• _Provided information_:
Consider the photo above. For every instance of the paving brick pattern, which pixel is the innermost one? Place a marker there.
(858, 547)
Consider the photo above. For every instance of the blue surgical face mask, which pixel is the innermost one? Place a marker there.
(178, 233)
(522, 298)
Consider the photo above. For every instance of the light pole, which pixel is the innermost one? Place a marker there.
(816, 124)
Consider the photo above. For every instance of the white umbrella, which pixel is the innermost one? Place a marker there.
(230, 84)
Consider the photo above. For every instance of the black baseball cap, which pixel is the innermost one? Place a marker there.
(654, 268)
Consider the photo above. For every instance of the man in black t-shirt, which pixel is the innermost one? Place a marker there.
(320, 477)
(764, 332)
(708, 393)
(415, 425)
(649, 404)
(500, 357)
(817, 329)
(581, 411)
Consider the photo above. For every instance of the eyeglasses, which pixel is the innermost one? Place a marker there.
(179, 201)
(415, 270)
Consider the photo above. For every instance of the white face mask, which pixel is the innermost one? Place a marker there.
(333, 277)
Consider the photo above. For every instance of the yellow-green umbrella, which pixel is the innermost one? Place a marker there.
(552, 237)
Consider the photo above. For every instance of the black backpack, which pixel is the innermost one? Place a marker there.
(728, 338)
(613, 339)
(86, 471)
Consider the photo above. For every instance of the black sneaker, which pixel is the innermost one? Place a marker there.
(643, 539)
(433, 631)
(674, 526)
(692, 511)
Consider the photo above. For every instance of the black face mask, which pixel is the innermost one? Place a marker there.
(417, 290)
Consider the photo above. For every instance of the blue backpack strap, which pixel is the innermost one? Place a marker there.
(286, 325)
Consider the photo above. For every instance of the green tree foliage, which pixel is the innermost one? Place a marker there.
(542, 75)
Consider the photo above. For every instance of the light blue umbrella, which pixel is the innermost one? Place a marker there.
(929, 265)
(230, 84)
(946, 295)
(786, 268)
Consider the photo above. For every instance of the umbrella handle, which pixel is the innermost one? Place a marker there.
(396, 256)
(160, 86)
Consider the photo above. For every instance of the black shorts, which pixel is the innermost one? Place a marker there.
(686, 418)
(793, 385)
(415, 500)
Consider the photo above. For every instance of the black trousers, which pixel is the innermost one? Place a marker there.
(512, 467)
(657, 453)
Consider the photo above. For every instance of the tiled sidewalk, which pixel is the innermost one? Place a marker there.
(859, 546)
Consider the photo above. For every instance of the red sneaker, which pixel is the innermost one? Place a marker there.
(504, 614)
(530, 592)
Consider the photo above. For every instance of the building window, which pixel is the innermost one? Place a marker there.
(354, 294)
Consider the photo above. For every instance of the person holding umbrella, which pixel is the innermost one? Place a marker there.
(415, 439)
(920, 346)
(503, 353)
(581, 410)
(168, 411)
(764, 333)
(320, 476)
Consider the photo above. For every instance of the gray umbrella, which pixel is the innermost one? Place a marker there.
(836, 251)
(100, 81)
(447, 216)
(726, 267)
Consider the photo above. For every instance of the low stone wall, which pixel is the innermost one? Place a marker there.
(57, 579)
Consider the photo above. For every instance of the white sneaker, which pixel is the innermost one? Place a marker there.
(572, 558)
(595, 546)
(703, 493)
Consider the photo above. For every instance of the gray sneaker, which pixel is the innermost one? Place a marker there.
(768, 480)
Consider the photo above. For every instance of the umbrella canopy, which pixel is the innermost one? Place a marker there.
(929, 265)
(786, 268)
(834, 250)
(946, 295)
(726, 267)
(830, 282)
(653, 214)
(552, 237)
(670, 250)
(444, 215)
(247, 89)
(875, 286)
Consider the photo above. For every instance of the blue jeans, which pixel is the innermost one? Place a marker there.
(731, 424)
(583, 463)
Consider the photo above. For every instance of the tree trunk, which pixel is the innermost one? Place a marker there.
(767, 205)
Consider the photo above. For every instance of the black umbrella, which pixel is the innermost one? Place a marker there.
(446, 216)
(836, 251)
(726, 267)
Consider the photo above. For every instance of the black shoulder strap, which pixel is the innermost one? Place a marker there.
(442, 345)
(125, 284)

• _Problem to solve_: Retype nothing except the lines from the line holding "gray umbrella, which" through the last line of the entries, both included.

• _Solution to the exercise_:
Consider the photo above. For every instance of the gray umbrella, which pixel is the innermost one? Place a marker there.
(836, 251)
(100, 81)
(447, 216)
(726, 267)
Consider the photo above. For every instance of the low stone wall, which pixel is the innermost one? Place a marker there.
(57, 579)
Consider the photo above. For every instance of the white sneaker, which pixel is the innermost one? Place a marker there.
(572, 558)
(595, 546)
(703, 493)
Consider the photo above. For every instance of the gray sneaker, which pixel is the innermost one? Place a marker there.
(768, 480)
Consider the photo above. For every instance of the umbrella canopy, which pixel is the innermost one? Place a marker there.
(929, 265)
(786, 268)
(834, 250)
(946, 295)
(726, 267)
(830, 282)
(653, 214)
(552, 237)
(670, 250)
(444, 215)
(247, 89)
(875, 286)
Consider the photo above. For every instance of the blue jeans, which pixel is the innermost one? Place a marker there.
(731, 424)
(583, 463)
Consider the photo above. For every instance of the tree trunk, which pixel is the innermost one? Place a marker there.
(767, 205)
Consider the photo above. For every instance of the black umbrella, which pixel is the innermost one? Place a marker there.
(446, 216)
(836, 251)
(726, 267)
Consider the photo above. For every instance of the black shoulder strap, which pixel is the innermost one? Place a marker there.
(442, 345)
(125, 284)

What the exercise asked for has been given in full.